Give back exactly the lines from the line that contains "Keep to these rules. Indicate every instance of the street light" to the last line of the listing below, inclusive, and no others.

DATA FOR THIS EXERCISE:
--------

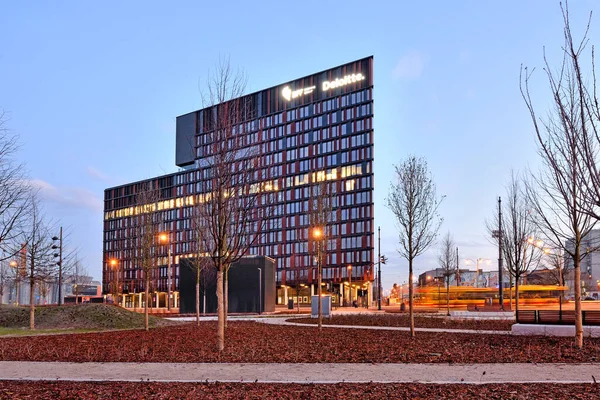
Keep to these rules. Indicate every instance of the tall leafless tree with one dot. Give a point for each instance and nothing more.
(15, 190)
(414, 202)
(560, 193)
(146, 225)
(4, 277)
(200, 263)
(520, 234)
(38, 255)
(234, 187)
(447, 261)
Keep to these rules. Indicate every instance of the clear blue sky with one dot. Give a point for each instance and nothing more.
(93, 89)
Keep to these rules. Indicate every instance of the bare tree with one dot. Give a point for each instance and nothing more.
(4, 277)
(200, 263)
(415, 204)
(321, 209)
(146, 226)
(37, 248)
(447, 261)
(234, 187)
(519, 234)
(15, 190)
(559, 194)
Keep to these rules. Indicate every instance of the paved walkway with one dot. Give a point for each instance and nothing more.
(282, 320)
(301, 373)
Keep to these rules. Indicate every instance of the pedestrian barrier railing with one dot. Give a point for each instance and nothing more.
(557, 317)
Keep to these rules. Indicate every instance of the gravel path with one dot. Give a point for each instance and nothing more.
(284, 321)
(302, 373)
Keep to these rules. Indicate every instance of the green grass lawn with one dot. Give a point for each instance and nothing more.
(73, 318)
(27, 332)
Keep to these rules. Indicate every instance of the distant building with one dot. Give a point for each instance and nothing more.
(314, 129)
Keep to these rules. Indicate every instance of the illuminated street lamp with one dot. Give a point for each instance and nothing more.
(350, 282)
(318, 234)
(166, 238)
(13, 264)
(115, 266)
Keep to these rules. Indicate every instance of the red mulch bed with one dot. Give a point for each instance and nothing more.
(180, 390)
(403, 321)
(261, 343)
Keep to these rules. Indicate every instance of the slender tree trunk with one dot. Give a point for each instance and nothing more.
(146, 293)
(198, 297)
(220, 312)
(577, 287)
(31, 305)
(510, 290)
(411, 314)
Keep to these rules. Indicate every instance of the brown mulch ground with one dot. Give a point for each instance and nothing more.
(179, 390)
(397, 320)
(261, 343)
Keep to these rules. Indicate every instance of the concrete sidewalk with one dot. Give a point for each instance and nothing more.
(301, 373)
(283, 321)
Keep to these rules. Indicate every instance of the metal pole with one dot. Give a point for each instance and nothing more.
(500, 266)
(259, 291)
(379, 268)
(457, 269)
(169, 274)
(350, 284)
(60, 299)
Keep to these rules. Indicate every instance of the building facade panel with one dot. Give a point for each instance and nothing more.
(318, 128)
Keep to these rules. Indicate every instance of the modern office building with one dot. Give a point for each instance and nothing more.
(312, 129)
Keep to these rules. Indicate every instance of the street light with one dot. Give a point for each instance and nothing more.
(259, 291)
(319, 235)
(14, 264)
(115, 265)
(59, 263)
(166, 238)
(350, 282)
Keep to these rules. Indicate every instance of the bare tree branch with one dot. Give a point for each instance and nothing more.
(415, 204)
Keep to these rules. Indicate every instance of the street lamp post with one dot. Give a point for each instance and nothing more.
(259, 291)
(166, 237)
(59, 263)
(318, 234)
(438, 280)
(115, 266)
(14, 264)
(350, 283)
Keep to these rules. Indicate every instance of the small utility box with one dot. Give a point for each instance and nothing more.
(325, 306)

--------

SOLUTION:
Keep to these rules. Indicate every instance of the street light with one dot. Give a point for each instance and nothing more.
(259, 291)
(319, 235)
(14, 264)
(115, 265)
(59, 263)
(166, 238)
(350, 282)
Keep to these rules. Indicate every instance of the bare tree branch with one dot. Give a point for each instance and nothing more.
(415, 204)
Keep to these rules. Indicate every instance of the street lamp post with one dot. Give a point for each instance and nothing more.
(259, 291)
(166, 237)
(59, 263)
(318, 234)
(438, 280)
(115, 266)
(14, 264)
(350, 283)
Keep to these rules. Indicate every instance of the small utility box with one dot. Give a point for each instance and nothing more.
(325, 306)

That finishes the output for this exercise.